>> start PASSAGE SHOWN

NAACP, police to meet on hate crimes

Acts could be `prank,' but it's serious, McMahon says

June 14, 2006|By MELISSA HARRIS | MELISSA HARRIS,SUN REPORTER

A recent spate of hate crimes, in which a chemical was used to scorch swastikas, "white power" or "WP" into eight Ellicott City front lawns, could be a juvenile "prank," the county's acting Police Chief William J. McMahon said yesterday.

"It's been my experience that a lot of these cases involve kids who don't know better or should know better," McMahon said, adding that if that were the case, it would not minimize the seriousness of the crime or the pain that the vandalism has caused victims.

McMahon said that he has increased patrols in the area and doubled the reward for information that leads to an arrest to $1,000. His staff also has distributed fliers in the area, and he plans to discuss the crimes with local leaders of the National Association for the Advancement of Colored People on June 26 at the group's first regularly scheduled meeting since his promotion.

McMahon, who took over June 1, said that detectives "have not zeroed in on" a suspect, but that the school resource officer at nearby Mount Hebron High School is participating in the investigation. In early April, a 7-foot-long swastika was painted on the school's football field and at least 16 school windows were smashed.

>> end PASSAGE SHOWN
>> start RECORDS SUPPLIED

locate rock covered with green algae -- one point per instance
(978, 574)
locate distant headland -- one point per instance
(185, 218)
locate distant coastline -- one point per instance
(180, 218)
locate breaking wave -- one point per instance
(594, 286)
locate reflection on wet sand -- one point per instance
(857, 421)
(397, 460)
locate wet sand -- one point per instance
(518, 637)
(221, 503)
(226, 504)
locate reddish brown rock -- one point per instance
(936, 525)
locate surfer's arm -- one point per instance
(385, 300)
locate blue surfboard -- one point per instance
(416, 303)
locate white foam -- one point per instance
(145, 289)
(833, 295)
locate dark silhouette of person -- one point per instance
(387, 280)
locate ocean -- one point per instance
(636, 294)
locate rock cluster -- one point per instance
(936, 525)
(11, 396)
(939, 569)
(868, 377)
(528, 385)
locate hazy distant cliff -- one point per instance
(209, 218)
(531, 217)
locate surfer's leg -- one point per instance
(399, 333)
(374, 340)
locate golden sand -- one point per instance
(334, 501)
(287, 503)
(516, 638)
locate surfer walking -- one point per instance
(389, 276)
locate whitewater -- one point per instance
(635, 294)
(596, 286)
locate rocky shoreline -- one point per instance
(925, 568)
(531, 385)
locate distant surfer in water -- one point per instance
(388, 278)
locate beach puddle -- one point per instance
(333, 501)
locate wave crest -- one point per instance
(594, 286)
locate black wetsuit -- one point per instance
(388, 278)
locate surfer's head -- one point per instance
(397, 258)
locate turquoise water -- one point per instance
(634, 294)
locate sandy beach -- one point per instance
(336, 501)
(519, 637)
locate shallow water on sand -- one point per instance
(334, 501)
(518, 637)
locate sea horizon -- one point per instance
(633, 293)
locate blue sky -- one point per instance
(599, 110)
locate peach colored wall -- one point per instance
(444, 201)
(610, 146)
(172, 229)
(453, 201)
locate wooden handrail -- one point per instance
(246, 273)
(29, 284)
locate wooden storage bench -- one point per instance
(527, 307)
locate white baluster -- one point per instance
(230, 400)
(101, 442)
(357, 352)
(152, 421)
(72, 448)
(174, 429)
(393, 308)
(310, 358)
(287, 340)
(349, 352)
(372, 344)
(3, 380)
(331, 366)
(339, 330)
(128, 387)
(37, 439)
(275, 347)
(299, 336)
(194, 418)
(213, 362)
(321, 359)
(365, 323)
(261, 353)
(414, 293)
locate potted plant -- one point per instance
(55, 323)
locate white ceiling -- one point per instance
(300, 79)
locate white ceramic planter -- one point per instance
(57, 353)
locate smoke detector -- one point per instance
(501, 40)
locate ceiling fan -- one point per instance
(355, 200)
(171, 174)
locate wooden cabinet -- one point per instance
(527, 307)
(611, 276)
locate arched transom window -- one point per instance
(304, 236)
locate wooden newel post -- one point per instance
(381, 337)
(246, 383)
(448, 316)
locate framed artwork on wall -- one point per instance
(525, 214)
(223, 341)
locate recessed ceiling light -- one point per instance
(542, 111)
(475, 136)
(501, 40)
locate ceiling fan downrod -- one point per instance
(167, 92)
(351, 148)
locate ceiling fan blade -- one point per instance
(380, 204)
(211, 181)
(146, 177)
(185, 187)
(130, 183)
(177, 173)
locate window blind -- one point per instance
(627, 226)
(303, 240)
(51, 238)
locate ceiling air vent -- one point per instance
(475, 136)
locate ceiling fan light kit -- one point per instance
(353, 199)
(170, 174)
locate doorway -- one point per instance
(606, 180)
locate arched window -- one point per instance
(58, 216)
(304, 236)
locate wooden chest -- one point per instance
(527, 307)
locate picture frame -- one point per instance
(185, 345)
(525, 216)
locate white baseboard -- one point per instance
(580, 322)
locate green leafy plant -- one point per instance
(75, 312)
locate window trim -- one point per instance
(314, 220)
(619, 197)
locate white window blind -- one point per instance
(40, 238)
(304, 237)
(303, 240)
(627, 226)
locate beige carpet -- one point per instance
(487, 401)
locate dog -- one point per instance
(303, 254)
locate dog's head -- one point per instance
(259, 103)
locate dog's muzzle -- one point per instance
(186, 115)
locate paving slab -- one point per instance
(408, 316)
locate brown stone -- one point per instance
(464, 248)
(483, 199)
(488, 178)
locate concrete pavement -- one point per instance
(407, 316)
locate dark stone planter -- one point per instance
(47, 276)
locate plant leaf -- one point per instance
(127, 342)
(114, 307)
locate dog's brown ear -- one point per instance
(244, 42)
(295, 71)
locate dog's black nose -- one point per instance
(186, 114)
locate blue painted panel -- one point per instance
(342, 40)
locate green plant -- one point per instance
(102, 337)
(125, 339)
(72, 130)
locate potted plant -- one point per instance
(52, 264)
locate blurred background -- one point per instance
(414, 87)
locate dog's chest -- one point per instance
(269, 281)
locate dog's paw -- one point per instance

>> end RECORDS SUPPLIED

> **WRITTEN TASKS**
• A. In the news article on the Ellicott City hate crimes, how much is the reward for information leading to an arrest now?
• B. From the news article on the Ellicott City hate crimes, reproduce the part that opens with the words "June 14, 2006|By" and closes with "McMahon said yesterday.", substituting "front yards" for "front lawns".

> **WORKED ANSWERS**
• A. The reward is now $1,000.

• B.
June 14, 2006|By MELISSA HARRIS | MELISSA HARRIS,SUN REPORTER

A recent spate of hate crimes, in which a chemical was used to scorch swastikas, "white power" or "WP" into eight Ellicott City front yards, could be a juvenile "prank," the county's acting Police Chief William J. McMahon said yesterday.